(Data for this task Opens)

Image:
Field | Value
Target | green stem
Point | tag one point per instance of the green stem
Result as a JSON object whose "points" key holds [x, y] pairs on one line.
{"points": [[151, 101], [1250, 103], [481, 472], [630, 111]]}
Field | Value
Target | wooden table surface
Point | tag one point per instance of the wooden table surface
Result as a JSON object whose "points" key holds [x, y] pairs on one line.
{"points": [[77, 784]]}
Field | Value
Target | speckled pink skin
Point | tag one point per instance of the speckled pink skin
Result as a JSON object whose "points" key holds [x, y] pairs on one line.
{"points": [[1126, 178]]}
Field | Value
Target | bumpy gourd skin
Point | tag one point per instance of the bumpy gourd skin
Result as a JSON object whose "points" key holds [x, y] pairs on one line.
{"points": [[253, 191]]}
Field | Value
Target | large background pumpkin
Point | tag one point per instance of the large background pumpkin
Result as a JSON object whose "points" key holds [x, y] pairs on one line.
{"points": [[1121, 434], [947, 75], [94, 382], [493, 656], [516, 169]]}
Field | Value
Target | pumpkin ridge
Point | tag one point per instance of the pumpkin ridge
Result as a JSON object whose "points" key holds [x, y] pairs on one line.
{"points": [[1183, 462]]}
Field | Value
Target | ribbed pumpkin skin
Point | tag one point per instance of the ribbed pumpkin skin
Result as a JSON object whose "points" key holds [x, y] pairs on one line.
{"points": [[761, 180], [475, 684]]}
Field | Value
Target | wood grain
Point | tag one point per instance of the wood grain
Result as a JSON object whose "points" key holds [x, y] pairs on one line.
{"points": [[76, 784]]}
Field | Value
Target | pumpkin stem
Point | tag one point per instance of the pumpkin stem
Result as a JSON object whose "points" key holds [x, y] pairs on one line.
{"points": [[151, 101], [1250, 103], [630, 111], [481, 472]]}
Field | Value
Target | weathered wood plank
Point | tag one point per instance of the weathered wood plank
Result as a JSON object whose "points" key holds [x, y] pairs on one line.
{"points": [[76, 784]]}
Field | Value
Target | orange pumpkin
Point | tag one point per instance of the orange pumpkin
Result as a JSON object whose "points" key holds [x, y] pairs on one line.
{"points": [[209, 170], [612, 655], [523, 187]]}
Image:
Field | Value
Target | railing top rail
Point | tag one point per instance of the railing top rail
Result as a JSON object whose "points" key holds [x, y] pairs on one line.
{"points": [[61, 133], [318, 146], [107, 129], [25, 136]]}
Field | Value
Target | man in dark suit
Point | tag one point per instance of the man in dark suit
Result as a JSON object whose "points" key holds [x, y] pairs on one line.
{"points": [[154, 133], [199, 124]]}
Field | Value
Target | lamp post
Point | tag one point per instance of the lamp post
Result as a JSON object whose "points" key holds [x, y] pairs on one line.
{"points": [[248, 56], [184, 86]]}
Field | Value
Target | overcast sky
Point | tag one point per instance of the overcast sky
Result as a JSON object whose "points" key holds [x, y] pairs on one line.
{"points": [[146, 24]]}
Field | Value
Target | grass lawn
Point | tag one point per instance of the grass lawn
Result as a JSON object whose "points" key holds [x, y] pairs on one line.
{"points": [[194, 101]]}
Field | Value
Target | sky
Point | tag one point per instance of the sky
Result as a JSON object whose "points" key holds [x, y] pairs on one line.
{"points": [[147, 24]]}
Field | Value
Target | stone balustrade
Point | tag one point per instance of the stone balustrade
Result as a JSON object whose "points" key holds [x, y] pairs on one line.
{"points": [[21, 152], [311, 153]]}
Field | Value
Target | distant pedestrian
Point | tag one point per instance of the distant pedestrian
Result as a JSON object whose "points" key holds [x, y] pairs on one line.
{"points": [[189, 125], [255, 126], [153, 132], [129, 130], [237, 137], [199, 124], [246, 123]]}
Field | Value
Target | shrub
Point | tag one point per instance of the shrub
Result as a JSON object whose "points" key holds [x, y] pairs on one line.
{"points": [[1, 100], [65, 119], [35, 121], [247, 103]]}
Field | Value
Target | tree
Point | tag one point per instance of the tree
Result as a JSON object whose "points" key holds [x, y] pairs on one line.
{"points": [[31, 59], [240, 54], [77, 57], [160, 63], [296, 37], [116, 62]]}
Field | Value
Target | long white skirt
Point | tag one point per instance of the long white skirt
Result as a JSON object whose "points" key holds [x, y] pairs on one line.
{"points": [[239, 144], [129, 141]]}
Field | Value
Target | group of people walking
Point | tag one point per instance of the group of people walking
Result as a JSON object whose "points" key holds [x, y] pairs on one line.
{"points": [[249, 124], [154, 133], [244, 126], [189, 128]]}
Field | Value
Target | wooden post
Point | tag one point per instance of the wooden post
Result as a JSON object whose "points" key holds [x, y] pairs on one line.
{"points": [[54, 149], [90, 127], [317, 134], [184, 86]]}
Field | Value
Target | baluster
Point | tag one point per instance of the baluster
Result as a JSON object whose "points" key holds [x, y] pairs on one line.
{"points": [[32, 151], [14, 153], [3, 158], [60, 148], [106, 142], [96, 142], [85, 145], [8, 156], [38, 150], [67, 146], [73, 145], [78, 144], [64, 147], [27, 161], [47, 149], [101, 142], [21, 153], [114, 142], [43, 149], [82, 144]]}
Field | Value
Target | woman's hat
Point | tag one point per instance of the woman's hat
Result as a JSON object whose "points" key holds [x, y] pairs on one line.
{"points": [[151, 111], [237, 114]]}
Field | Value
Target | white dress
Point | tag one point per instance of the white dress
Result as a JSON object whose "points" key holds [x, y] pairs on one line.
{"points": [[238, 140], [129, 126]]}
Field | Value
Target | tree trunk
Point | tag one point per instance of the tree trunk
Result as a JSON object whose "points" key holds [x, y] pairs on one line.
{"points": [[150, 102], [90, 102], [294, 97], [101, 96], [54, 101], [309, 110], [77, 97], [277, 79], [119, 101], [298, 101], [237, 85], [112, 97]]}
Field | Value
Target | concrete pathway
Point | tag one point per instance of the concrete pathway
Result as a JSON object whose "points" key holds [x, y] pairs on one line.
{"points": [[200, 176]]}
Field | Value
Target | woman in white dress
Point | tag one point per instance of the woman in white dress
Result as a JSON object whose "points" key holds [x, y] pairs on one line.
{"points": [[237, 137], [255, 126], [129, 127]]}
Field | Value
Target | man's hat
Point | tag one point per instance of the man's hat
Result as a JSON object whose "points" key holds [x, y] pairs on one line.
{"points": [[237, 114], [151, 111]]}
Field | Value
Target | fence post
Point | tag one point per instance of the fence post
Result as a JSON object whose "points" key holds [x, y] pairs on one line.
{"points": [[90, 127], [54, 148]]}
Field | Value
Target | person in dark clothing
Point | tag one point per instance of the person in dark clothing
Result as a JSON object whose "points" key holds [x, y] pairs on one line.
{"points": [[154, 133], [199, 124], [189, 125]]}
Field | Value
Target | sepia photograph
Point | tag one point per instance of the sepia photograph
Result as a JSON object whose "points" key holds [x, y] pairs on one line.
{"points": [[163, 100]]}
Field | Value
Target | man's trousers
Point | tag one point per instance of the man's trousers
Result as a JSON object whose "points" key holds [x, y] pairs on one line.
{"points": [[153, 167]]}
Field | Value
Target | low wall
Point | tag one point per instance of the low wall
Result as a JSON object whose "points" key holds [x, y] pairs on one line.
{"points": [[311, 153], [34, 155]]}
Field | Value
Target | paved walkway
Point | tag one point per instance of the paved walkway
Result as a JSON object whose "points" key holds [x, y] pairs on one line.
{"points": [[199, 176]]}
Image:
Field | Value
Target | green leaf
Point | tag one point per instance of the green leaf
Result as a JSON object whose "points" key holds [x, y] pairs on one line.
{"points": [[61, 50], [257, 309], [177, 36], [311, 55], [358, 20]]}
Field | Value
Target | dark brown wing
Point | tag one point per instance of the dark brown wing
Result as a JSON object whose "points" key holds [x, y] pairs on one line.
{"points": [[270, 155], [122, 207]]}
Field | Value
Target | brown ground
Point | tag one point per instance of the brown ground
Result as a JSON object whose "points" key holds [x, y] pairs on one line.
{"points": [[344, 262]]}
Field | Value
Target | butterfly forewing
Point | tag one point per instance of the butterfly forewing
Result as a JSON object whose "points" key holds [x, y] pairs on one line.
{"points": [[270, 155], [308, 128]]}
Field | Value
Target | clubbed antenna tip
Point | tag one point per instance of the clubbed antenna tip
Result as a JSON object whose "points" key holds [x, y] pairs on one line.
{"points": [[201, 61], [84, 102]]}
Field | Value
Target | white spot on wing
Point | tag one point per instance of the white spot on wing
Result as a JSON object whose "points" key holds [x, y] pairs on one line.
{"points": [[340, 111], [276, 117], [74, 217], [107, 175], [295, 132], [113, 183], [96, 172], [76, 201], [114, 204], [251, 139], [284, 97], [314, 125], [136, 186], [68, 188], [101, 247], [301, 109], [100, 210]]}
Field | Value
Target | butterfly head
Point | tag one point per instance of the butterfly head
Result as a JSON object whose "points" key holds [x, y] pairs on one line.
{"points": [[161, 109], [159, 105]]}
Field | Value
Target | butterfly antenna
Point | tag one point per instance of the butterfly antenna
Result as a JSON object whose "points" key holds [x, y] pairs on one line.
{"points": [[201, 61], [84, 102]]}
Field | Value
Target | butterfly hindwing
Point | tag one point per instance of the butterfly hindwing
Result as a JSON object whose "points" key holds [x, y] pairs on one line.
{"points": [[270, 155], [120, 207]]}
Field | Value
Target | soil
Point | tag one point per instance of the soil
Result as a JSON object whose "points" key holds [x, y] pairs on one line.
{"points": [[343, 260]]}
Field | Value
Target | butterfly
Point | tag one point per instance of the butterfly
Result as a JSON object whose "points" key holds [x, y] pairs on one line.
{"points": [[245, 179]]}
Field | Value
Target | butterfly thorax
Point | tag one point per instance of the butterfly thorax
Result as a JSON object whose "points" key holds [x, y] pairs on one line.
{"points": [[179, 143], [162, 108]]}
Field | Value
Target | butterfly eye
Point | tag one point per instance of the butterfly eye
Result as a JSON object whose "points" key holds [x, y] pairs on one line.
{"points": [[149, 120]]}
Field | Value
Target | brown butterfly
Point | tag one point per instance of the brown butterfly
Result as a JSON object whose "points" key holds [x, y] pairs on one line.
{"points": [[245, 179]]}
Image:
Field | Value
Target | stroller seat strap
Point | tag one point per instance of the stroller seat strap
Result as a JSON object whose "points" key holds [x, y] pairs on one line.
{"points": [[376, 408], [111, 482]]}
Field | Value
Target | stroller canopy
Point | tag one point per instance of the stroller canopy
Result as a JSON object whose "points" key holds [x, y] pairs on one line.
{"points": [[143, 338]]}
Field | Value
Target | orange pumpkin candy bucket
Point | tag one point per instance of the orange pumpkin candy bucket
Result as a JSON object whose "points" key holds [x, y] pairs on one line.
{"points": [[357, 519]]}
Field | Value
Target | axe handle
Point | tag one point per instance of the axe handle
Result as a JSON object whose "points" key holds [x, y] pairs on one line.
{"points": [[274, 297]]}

(Data for this task Closes)

◆ **Exercise description**
Reproduce only what lies between the start of the listing above and the end of the line containing "Target | pumpkin ridge", keeping every line exact.

◆ **Exercise solution**
Image:
Field | Value
Target | green stem
Point | tag one point per instance of the green stem
Result as a JSON object whose "points" key holds [x, y] pairs on one line.
{"points": [[151, 101], [1250, 103], [481, 472], [630, 111]]}
Field | Value
Target | wooden table surface
Point | tag one point per instance of the wooden table surface
Result as a JSON object whose "points" key holds [x, y] pairs on one line.
{"points": [[77, 784]]}
Field | Value
Target | speckled pink skin
Point | tag one point per instance of the speckled pink skin
Result as a JSON object whose "points" key holds [x, y] pairs on one line.
{"points": [[1126, 178]]}
Field | Value
Target | bumpy gourd skin
Point | tag one point per instance of the bumpy gourd skin
Result as a JSON object whose "points" key holds [x, y] pairs on one line.
{"points": [[253, 191]]}
Field | Value
Target | large background pumpkin
Point | tag one point per instance of the large background pumpkin
Result as a JSON object whose "points" key holds [x, y] pairs on one line.
{"points": [[1121, 434], [947, 75], [94, 382], [493, 656], [516, 169]]}
Field | Value
Target | pumpkin ridge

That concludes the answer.